Dataset entries:
--------------------------------
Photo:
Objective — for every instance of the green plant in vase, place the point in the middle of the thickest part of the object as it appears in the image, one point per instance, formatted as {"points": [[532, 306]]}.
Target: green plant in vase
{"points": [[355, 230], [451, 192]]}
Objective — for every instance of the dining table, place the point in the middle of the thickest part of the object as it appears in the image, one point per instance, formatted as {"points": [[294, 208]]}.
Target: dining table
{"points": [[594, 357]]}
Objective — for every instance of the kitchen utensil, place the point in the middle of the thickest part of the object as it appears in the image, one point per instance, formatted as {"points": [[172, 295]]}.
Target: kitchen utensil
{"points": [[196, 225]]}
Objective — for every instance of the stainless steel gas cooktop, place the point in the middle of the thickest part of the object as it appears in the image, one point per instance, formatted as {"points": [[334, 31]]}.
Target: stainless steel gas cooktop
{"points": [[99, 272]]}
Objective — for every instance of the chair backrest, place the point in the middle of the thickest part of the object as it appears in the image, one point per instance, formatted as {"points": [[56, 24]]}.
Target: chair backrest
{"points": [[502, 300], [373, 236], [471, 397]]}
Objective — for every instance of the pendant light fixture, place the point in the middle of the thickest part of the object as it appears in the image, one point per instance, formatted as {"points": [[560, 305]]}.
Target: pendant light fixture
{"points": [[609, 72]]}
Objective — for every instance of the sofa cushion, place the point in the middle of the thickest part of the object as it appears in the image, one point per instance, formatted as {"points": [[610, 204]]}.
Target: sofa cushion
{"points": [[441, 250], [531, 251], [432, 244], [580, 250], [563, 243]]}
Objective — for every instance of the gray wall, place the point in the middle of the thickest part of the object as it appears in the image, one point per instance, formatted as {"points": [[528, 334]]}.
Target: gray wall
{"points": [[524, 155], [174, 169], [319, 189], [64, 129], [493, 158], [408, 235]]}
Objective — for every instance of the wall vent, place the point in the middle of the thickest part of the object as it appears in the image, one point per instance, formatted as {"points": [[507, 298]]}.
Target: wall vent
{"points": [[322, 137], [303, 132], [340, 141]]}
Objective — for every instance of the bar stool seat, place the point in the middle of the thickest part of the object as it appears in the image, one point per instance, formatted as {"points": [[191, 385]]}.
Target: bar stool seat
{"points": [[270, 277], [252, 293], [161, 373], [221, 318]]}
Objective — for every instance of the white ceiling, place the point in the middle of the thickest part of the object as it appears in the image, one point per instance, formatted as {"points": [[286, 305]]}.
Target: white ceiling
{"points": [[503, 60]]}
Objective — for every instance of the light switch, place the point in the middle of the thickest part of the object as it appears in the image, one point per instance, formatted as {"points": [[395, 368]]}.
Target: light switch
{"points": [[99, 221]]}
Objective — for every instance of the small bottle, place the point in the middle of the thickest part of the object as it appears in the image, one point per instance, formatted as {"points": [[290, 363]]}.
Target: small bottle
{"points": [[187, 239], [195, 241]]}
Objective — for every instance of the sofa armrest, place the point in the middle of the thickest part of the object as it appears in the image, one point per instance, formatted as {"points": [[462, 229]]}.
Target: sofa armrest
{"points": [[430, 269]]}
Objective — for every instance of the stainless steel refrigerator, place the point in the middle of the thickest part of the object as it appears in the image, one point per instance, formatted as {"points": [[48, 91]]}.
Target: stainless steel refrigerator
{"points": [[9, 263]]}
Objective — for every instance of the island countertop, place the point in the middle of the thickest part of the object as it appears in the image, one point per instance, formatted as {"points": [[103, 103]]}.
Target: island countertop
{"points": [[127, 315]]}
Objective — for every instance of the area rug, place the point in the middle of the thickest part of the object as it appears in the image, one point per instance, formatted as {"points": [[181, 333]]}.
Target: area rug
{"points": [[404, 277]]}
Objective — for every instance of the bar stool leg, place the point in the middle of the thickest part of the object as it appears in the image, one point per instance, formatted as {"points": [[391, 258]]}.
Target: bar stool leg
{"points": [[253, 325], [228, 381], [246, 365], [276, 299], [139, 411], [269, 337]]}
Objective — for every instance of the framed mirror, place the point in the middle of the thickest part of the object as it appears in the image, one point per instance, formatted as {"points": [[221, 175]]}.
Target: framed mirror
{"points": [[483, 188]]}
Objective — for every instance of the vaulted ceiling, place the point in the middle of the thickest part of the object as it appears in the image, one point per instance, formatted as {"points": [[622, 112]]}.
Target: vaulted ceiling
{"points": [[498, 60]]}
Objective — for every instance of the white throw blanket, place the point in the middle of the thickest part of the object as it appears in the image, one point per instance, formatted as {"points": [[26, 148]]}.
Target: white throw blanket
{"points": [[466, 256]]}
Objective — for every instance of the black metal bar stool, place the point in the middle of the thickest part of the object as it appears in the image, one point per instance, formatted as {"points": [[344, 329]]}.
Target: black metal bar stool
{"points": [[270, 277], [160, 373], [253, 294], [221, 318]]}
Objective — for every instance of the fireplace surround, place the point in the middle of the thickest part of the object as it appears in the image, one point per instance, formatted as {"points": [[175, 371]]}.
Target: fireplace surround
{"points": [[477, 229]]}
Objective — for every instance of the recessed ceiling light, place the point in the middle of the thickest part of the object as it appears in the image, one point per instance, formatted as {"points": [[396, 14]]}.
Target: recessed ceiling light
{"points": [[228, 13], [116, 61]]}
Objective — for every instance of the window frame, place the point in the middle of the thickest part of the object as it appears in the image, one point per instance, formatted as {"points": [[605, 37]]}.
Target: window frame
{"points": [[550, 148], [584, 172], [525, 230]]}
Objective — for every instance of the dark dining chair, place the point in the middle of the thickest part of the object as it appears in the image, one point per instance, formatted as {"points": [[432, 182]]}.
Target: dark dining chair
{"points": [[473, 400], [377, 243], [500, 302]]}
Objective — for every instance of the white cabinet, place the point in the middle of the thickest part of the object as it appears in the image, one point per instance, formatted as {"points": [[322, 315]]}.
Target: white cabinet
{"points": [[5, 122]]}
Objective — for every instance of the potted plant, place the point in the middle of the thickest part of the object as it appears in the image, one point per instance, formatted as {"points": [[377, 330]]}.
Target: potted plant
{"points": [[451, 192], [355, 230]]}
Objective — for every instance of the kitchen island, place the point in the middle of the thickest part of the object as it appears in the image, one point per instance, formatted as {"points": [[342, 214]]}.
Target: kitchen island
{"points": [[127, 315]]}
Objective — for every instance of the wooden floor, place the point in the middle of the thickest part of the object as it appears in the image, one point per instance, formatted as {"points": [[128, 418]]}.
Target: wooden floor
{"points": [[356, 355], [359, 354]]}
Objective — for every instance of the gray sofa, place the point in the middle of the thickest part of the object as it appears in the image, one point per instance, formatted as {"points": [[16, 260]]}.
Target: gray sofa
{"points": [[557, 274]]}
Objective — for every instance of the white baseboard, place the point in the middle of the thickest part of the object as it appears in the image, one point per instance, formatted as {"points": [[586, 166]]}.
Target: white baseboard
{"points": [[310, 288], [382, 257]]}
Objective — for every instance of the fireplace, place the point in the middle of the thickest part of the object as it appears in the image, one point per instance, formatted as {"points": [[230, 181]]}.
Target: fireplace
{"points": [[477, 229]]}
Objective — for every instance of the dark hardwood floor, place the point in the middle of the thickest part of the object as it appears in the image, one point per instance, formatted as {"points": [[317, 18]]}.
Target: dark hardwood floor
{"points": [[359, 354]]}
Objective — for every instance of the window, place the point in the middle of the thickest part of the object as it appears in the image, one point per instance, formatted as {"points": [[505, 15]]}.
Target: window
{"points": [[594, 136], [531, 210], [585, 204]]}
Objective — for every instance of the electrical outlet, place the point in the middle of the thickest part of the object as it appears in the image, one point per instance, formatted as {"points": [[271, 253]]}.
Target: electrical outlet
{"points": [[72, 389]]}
--------------------------------
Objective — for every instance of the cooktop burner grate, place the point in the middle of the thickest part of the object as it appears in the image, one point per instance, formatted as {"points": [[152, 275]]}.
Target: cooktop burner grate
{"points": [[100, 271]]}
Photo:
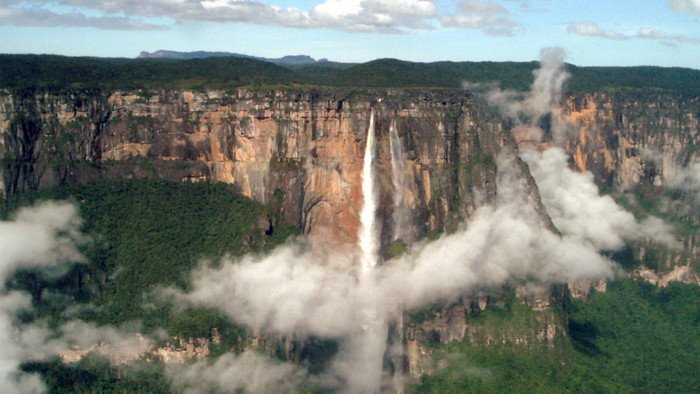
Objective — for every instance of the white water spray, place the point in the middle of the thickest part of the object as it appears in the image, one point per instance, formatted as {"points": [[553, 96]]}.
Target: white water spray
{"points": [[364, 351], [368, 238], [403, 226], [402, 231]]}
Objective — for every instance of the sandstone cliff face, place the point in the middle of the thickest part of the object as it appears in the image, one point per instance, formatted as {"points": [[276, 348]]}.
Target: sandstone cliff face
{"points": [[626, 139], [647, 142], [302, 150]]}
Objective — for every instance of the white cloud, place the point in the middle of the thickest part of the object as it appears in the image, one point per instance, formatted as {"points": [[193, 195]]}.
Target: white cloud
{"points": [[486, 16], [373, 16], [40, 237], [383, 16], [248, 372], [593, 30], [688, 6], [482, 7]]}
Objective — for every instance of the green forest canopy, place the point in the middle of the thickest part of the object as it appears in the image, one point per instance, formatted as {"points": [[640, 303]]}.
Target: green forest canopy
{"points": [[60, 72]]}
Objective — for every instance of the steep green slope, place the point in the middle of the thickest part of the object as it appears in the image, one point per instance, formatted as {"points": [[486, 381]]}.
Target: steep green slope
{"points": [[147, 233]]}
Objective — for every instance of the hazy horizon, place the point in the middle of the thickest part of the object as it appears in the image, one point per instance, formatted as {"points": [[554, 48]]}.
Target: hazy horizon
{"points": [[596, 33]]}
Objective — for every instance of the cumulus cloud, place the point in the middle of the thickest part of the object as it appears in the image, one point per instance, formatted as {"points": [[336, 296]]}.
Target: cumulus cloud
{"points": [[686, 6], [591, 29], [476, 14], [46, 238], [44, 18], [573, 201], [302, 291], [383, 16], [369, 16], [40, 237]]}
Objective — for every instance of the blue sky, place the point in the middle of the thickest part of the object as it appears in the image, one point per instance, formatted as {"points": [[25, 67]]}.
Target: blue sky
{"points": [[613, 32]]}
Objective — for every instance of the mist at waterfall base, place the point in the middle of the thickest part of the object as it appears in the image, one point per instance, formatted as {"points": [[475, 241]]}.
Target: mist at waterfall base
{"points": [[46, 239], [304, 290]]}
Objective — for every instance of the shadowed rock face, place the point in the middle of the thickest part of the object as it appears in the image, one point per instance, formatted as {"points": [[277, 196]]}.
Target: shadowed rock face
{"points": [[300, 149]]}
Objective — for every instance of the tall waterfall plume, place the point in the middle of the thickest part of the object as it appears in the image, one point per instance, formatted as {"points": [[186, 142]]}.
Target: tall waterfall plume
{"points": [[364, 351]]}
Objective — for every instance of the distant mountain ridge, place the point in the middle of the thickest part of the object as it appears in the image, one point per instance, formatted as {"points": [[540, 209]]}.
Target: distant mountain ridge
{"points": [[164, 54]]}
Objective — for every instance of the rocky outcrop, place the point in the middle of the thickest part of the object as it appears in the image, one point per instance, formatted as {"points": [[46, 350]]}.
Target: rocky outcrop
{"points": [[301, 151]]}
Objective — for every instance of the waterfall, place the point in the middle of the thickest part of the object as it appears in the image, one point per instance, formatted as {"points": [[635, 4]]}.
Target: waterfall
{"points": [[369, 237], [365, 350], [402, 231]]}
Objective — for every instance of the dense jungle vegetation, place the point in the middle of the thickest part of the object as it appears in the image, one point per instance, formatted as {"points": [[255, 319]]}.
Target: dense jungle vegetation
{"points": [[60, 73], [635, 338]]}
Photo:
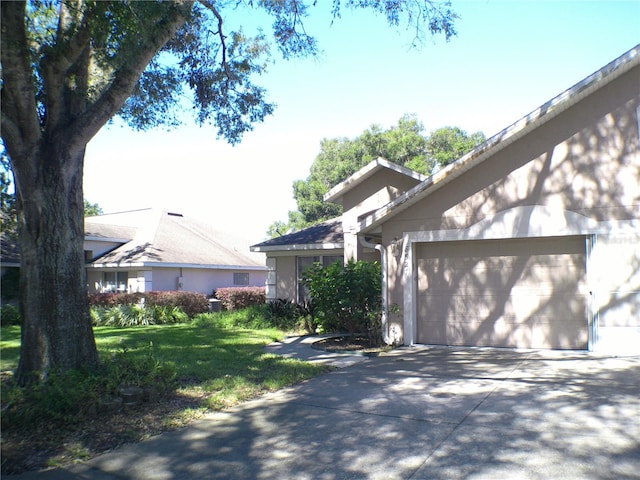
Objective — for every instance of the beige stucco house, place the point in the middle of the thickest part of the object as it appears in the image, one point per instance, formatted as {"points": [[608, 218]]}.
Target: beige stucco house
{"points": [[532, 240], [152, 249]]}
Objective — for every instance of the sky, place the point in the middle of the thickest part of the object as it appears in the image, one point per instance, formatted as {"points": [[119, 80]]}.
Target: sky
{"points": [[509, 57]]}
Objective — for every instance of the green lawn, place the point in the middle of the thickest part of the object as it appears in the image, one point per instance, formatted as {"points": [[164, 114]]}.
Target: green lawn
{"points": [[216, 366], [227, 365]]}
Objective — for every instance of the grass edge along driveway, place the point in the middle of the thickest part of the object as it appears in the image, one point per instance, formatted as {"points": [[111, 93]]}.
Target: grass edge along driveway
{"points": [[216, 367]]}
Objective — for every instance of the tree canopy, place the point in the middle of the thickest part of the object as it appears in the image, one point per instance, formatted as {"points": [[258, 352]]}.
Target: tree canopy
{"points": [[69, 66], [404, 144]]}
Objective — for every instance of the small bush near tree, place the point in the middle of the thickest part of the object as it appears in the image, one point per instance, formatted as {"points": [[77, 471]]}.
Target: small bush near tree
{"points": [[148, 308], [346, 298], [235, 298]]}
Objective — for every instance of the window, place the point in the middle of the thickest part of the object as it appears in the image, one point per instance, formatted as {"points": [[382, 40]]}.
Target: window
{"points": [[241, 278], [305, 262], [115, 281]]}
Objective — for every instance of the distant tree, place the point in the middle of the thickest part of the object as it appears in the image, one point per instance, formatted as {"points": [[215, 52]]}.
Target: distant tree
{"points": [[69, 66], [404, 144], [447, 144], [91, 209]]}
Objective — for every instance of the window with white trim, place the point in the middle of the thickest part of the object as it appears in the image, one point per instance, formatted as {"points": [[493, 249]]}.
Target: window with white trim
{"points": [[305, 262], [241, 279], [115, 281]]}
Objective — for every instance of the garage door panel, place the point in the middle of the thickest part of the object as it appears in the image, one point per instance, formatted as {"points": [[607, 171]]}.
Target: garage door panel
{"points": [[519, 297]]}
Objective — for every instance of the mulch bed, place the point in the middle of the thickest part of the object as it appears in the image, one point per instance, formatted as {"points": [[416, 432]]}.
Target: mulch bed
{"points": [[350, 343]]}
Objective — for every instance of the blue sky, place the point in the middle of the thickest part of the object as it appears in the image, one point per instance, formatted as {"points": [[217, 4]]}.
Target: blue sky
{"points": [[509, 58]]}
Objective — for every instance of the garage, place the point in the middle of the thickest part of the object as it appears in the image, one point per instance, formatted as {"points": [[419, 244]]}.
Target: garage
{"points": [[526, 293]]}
--------------------------------
[Brief]:
Find "Target: white throw blanket" in the entries above and copy that whole line exactly, then each line after it through the line that contains "Objective — for every instance of the black".

[Solution for this problem]:
Target: white throw blanket
{"points": [[466, 256]]}
Objective — for every instance of the black metal bar stool, place the point in the middle of the thickest part of the object as it appears in the image, one point per instance, formatted as {"points": [[344, 329]]}.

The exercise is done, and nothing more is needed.